# [EXERCISE]
Please reproduce the records exactly, leaving out any pictures.

# [Stored dataset items]
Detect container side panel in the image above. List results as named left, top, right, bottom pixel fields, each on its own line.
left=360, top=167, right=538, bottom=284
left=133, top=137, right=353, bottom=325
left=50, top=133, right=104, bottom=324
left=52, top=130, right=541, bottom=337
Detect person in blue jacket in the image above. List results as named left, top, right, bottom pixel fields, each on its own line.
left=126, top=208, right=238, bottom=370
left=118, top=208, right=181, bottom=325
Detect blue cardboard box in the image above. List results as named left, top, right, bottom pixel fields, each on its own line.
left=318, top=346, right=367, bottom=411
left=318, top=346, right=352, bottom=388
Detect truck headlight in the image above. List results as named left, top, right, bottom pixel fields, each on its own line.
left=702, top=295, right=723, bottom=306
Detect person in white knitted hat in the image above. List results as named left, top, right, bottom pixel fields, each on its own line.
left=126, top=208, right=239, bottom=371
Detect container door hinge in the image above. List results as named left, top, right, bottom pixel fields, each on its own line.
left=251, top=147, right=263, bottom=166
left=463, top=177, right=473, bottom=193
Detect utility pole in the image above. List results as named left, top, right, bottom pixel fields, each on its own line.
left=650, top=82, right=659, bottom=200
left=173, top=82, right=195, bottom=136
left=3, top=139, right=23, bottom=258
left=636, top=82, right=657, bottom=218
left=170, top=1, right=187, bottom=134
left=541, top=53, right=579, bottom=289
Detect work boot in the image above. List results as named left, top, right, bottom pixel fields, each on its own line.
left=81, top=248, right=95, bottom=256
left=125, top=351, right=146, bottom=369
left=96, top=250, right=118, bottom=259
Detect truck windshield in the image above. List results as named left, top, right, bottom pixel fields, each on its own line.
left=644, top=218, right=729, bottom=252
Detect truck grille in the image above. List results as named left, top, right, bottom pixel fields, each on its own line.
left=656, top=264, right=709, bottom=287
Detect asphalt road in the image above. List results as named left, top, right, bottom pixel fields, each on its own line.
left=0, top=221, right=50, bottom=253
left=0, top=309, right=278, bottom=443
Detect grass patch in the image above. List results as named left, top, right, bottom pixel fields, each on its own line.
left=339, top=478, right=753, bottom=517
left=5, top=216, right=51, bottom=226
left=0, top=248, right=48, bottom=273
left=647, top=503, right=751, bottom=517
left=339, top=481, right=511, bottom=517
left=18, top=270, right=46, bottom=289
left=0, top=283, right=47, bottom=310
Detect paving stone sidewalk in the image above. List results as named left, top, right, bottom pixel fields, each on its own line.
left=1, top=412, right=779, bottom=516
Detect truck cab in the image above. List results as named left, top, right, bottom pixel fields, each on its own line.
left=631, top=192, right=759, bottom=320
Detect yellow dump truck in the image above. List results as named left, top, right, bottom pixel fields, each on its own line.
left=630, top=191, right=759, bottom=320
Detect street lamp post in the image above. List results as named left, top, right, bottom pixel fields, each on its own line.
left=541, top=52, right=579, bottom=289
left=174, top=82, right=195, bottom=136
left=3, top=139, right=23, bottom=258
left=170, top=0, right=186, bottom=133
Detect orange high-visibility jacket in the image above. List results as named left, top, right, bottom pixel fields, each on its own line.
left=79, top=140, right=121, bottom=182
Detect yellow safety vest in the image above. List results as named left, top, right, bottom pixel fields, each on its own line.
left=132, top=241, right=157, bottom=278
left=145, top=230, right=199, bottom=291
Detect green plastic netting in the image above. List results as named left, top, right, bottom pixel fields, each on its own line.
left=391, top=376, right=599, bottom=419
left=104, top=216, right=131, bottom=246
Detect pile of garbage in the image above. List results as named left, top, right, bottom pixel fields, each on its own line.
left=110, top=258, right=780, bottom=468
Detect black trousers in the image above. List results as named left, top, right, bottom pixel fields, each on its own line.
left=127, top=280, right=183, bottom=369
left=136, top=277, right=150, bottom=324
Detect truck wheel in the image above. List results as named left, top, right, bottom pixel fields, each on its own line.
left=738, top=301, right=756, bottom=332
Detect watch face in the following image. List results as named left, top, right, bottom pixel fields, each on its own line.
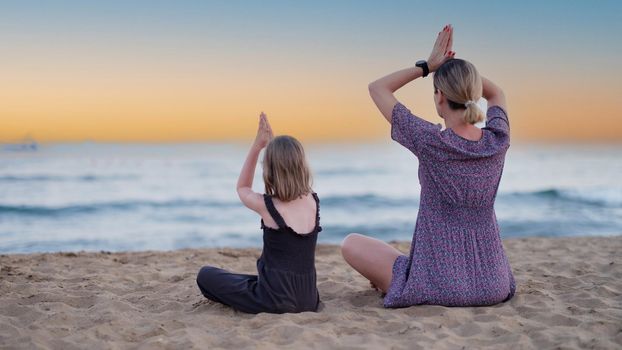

# [REPLY]
Detect container side panel in the image above. List results as named left, top, right, bottom pixel fields, each on its own line.
left=360, top=167, right=538, bottom=284
left=133, top=137, right=353, bottom=325
left=50, top=133, right=104, bottom=324
left=52, top=130, right=541, bottom=337
Detect person in blue jacket in the image above. List results as named left, top, right, bottom pixel fields, each on its own line.
left=126, top=208, right=238, bottom=370
left=118, top=208, right=181, bottom=325
Detect blue cardboard box in the image above. List results as named left, top, right, bottom pixel fields, each on its own line.
left=318, top=346, right=367, bottom=411
left=318, top=346, right=352, bottom=388
Detect truck headlight in the image above. List results as named left, top, right, bottom pixel fields, each on its own line.
left=702, top=295, right=723, bottom=306
Detect person in white knitted hat in the image above. List results as named left, top, right, bottom pixel fields, each on its own line.
left=126, top=208, right=239, bottom=371
Detect container door hinge in the image above. List results as named left, top, right, bottom pixel fields, each on its own line.
left=251, top=147, right=263, bottom=166
left=463, top=177, right=473, bottom=193
Detect utility pole in the image above. List results as named left, top, right, bottom pixel fields, each on its own line.
left=650, top=82, right=659, bottom=200
left=173, top=82, right=195, bottom=136
left=3, top=139, right=23, bottom=258
left=636, top=82, right=657, bottom=218
left=170, top=1, right=187, bottom=134
left=541, top=53, right=579, bottom=289
Detect work boot in the image above. List results as named left, top, right, bottom pixel fields, each on its own line.
left=81, top=248, right=95, bottom=256
left=125, top=351, right=146, bottom=369
left=96, top=250, right=118, bottom=259
Detect truck windshield in the image above. List results as named left, top, right, bottom pixel fields, each on its own line.
left=644, top=218, right=729, bottom=252
Detect truck grille in the image above. List results as named left, top, right, bottom pixel fields, each on its own line.
left=656, top=264, right=709, bottom=287
Detect asphalt road in the image above. List results as named left, top, right, bottom pixel fields, each on its own line.
left=0, top=221, right=50, bottom=253
left=0, top=309, right=278, bottom=443
Detect grass patch in the image above. List results as named left, top, right, bottom pixel fields, each on its own line.
left=339, top=478, right=753, bottom=517
left=5, top=216, right=51, bottom=226
left=0, top=248, right=48, bottom=273
left=647, top=503, right=751, bottom=517
left=339, top=481, right=511, bottom=517
left=18, top=270, right=46, bottom=289
left=0, top=283, right=47, bottom=310
Detect paving stone sidewalk in the image above. List results as named left, top, right, bottom pixel fields, each on its own line.
left=1, top=412, right=779, bottom=516
Detect truck cab in the image above. List results as named left, top, right, bottom pixel fields, each on its own line.
left=631, top=192, right=759, bottom=320
Detect yellow dump truck in the image above. List results as named left, top, right, bottom pixel fields, each on its own line.
left=630, top=191, right=759, bottom=320
Detect street lamp post in the image above. List results as named left, top, right, bottom pixel fields, each on its own line.
left=541, top=52, right=579, bottom=289
left=174, top=82, right=195, bottom=136
left=3, top=139, right=23, bottom=258
left=170, top=0, right=186, bottom=133
Detect orange high-visibility jacket in the image above. List results as named left, top, right, bottom pixel fields, each on its own line.
left=79, top=140, right=121, bottom=182
Detect yellow safety vest in the image above. List results as named left, top, right, bottom pixel fields, each on its own line.
left=132, top=241, right=157, bottom=278
left=145, top=230, right=199, bottom=291
Detect green plastic netting in the image above. List results as named left, top, right, bottom pixel fields, each on its own line.
left=391, top=376, right=599, bottom=419
left=104, top=216, right=131, bottom=246
Detect pile of garbage in the image above. List results as named left, top, right, bottom pixel fields, each on its own line.
left=110, top=258, right=780, bottom=468
Detect black trousers in the image above. List results as named left, top, right, bottom pixel fields, each on its own line.
left=127, top=280, right=183, bottom=369
left=136, top=277, right=150, bottom=324
Detect truck wheel in the image above. List results as named left, top, right, bottom pixel fields, each on its own line.
left=738, top=301, right=756, bottom=332
Detect watch face in the following image. List results as named left, top, right, bottom pixel fields, each on its own line.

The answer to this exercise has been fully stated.